This is it, kids. This is supposed to be the epitome of it all.
I am single. I am beautiful. I am clever and funny and extremely unnaturally original. I'm that girl who requests grapes during sex and popsicles afterwards. I'll do anything, especially if you tell me I can't. I have a part-time job and will be taking classes, which gives me the feeling that I'm accomplishing something, but also the freedom to run around and get drunk and climb trees topless and regularly engage in power hours.
But why does it feel so hard to do all of these things sometimes? I'm not supposed to worry about the future. Think about it, yea. Hope I'm preparing myself, of course. But not stress it. Because it's all coming about it time. Yet, I find myself compromising these carefree days with a head full of worries.

======

> **STATED EXERCISE 1**:
Answer these questions from the post:
(a) What does the writer request during sex?
(b) What kind of job does the writer have?
(c) What does the writer find compromising these carefree days?

(Dataset rows)

======

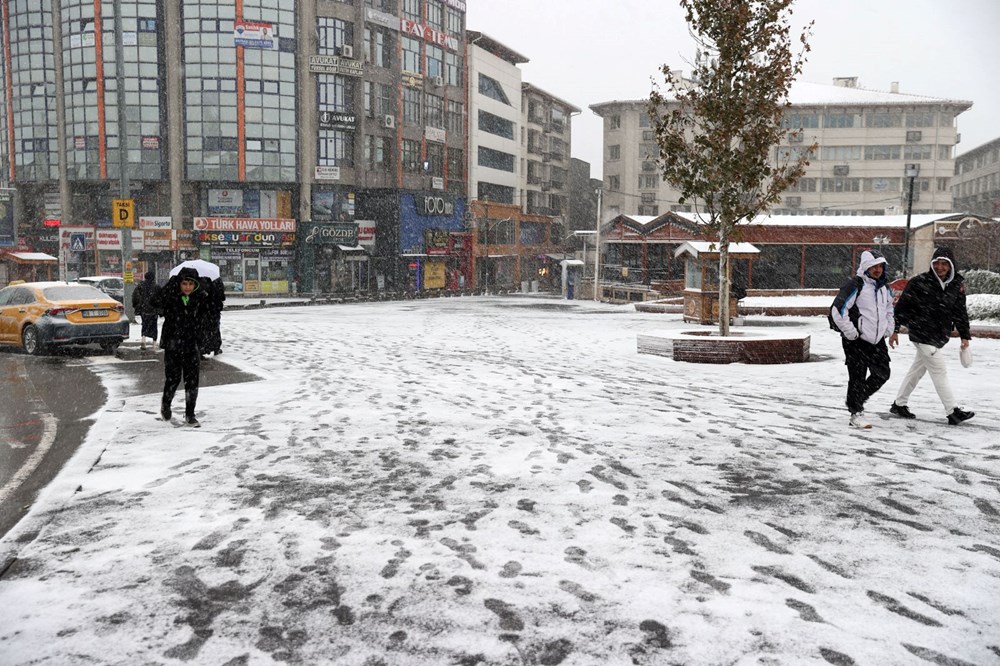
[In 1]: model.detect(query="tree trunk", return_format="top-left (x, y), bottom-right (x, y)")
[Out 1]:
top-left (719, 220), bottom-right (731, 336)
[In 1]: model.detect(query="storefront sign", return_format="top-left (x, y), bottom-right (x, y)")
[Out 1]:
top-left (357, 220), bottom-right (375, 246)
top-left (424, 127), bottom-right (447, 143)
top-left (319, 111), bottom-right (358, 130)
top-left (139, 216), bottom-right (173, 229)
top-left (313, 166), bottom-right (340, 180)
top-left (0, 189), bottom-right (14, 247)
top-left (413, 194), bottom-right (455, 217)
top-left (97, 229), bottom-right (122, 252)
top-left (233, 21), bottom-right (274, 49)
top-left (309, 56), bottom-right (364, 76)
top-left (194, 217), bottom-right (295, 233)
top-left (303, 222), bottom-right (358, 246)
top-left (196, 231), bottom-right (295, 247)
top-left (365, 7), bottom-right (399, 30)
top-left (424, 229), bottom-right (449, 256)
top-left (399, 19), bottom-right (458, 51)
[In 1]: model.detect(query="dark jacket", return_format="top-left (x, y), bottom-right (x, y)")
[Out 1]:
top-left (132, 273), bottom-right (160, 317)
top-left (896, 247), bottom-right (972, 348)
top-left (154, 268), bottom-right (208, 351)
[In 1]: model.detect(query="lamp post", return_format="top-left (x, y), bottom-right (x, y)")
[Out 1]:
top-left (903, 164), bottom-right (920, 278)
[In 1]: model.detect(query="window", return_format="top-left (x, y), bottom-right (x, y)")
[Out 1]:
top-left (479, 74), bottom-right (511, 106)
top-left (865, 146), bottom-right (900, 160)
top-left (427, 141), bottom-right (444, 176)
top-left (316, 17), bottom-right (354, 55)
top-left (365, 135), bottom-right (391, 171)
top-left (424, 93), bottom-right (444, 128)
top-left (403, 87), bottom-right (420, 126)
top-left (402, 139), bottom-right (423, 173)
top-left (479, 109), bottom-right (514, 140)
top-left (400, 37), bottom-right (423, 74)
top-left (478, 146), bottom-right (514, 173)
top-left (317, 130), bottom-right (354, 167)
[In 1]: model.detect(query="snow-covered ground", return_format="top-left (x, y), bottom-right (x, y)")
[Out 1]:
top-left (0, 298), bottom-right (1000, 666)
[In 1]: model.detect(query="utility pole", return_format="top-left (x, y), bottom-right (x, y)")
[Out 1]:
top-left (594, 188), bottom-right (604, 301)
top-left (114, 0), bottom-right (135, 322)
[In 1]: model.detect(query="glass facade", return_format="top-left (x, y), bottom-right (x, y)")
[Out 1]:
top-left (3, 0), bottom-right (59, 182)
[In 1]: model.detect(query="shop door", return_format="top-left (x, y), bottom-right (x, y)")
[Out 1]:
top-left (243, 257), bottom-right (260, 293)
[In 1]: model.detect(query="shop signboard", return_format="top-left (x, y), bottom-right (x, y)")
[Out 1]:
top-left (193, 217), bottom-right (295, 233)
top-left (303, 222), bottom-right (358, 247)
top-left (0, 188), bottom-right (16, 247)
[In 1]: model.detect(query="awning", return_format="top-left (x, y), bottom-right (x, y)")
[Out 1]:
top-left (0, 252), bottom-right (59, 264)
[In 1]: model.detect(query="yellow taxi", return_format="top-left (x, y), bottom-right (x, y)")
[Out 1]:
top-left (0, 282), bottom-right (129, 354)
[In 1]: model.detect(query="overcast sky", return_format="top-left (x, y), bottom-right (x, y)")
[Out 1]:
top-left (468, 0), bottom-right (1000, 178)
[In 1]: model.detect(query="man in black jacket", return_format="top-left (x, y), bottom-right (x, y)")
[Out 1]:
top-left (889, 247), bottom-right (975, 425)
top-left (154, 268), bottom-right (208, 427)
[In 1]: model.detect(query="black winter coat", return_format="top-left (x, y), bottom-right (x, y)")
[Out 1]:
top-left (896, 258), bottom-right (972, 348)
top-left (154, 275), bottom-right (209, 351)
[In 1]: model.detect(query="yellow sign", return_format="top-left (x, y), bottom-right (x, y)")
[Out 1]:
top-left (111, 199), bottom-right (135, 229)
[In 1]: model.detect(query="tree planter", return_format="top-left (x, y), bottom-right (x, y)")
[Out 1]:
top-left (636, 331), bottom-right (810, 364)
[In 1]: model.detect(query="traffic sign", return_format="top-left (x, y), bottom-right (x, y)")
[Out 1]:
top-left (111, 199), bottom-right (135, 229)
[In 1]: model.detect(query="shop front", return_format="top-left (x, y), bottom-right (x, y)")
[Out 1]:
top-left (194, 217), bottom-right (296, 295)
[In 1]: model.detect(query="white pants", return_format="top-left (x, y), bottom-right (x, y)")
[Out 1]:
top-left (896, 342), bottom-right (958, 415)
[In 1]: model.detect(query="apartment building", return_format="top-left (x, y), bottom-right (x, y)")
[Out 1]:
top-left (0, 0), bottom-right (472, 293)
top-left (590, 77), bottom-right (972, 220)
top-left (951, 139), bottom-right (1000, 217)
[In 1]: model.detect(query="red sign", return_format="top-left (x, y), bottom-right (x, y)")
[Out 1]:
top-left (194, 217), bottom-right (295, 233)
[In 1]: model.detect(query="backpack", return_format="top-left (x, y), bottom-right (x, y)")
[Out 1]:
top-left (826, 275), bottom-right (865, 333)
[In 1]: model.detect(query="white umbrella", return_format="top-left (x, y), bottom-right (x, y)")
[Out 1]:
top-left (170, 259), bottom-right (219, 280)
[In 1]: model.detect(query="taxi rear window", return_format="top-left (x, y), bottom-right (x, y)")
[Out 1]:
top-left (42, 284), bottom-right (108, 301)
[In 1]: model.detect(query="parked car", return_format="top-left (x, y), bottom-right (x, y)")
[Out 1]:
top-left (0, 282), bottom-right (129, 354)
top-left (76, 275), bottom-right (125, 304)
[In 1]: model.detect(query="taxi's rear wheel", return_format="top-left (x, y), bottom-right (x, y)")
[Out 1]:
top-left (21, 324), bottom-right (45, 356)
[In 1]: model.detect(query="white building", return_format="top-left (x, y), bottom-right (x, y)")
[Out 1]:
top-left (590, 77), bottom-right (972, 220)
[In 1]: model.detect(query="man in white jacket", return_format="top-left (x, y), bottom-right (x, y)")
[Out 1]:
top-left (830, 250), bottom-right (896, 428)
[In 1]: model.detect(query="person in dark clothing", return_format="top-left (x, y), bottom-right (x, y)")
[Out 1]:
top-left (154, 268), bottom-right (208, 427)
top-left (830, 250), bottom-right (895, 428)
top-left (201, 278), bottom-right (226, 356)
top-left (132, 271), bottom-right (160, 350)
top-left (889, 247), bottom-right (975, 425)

======

> **STATED EXERCISE 2**: Convert the stretch of the records from their start through the line that contains "top-left (719, 220), bottom-right (731, 336)" into a numbered list, omitting blank lines and leaving out the pictures.

> **FULL ANSWER 1**:
(a) Grapes.
(b) A part-time job.
(c) A head full of worries.

> **FULL ANSWER 2**:
1. [In 1]: model.detect(query="tree trunk", return_format="top-left (x, y), bottom-right (x, y)")
2. [Out 1]:
3. top-left (719, 220), bottom-right (731, 336)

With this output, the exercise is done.